START Text passage

It would usually be every performer’s nightmare, walking onto the stage and peering out into the audience… to see every single seat unoccupied. Yet when Stephen Hough strode out onto Wigmore’s Hall’s hallowed platform this lunchtime to play the Bach-Busoni Chaconne and Schumann’s Fantasie in C major to an audience of just two – BBC Radio 3’s Andrew McGregor and Wigmore Hall’s director John Gilhooly – it was a cause of celebration rather than box office embarrassment.
It was exactly eleven weeks ago that the hall last rang to the sound of music when Alessandro Fisher and Roger Vignoles performed a lunchtime recital that was destined to be the last live music-making – certainly the last live classical music broadcast – in the UK before lockdown. That evening’s scheduled performance by the Škampa Quartet was swiftly cancelled after the government issued advice during the afternoon that the public should not visit theatres or concert halls due to the Covid-19 pandemic. Just like every other venue in the country, the Wigmore fell silent… until today.
In a creative move, Gilhooly announced a partnership with BBC Radio 3 to bring music back to its stage with a series of weekday lunchtime concerts throughout June – solo and duo performers only for now to observe correct social distancing rules – broadcast live on the radio with streamed video on the Wigmore’s website. Streamed concerts – some even with audiences – have resumed in other European countries, but this is a significant move for the UK, a glimpse of green shoots for a crippled industry desperate to be reinvigorated.

END Text passage
START Given information

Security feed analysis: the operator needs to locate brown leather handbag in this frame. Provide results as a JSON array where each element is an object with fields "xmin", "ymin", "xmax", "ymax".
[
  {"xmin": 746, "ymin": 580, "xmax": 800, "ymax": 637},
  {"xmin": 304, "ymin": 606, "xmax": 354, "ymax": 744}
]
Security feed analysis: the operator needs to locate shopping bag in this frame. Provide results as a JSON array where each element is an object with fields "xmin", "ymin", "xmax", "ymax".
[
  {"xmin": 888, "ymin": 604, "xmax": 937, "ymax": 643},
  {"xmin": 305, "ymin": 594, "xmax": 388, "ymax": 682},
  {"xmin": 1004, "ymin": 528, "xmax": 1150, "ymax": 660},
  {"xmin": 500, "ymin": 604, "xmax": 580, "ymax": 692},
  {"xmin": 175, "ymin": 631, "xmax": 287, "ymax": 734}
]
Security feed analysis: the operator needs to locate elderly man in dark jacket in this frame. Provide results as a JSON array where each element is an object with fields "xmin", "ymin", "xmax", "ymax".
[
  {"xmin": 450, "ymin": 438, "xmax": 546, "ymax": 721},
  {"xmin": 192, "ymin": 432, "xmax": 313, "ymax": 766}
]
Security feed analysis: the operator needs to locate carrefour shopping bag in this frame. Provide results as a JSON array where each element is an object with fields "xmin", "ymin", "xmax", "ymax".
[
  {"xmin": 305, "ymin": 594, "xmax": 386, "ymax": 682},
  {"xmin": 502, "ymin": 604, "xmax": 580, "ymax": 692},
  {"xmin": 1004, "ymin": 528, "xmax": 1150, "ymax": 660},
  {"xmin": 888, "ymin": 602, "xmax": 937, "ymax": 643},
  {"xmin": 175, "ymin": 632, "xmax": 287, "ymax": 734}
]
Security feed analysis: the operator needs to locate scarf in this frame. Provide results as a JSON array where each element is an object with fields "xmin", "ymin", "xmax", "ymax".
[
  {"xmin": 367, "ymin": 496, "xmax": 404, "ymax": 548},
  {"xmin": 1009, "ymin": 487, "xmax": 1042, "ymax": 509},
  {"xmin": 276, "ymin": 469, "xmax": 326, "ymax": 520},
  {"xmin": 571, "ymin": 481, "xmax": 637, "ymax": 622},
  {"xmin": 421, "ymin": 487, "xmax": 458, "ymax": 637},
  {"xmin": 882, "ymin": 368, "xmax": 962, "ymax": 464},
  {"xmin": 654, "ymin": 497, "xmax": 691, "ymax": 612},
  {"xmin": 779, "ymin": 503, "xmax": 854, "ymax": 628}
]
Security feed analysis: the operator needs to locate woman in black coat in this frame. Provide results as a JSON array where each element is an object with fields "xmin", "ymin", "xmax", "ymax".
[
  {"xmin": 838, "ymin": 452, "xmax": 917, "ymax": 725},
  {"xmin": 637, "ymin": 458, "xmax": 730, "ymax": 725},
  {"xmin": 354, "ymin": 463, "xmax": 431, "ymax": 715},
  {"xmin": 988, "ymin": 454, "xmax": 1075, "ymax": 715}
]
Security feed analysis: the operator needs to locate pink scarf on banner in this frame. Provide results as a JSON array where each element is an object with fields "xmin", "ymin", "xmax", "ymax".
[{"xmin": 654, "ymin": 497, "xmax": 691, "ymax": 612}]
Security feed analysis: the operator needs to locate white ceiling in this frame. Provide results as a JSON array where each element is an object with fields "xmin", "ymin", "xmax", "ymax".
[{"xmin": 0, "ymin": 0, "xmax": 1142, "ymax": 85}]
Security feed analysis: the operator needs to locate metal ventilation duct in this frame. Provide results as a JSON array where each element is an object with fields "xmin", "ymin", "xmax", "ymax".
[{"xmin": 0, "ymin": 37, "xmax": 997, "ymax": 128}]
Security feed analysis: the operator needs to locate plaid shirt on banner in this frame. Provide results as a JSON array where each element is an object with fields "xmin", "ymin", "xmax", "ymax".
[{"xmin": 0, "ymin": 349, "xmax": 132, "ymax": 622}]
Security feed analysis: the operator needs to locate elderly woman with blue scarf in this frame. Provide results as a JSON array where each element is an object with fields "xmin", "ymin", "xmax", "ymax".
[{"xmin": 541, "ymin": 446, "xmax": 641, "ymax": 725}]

END Given information

Repeat the passage of the concert report starting at "It was exactly" and ending at "silent… until today.". The listing has no connection to the concert report.

[Answer to the problem]
It was exactly eleven weeks ago that the hall last rang to the sound of music when Alessandro Fisher and Roger Vignoles performed a lunchtime recital that was destined to be the last live music-making – certainly the last live classical music broadcast – in the UK before lockdown. That evening’s scheduled performance by the Škampa Quartet was swiftly cancelled after the government issued advice during the afternoon that the public should not visit theatres or concert halls due to the Covid-19 pandemic. Just like every other venue in the country, the Wigmore fell silent… until today.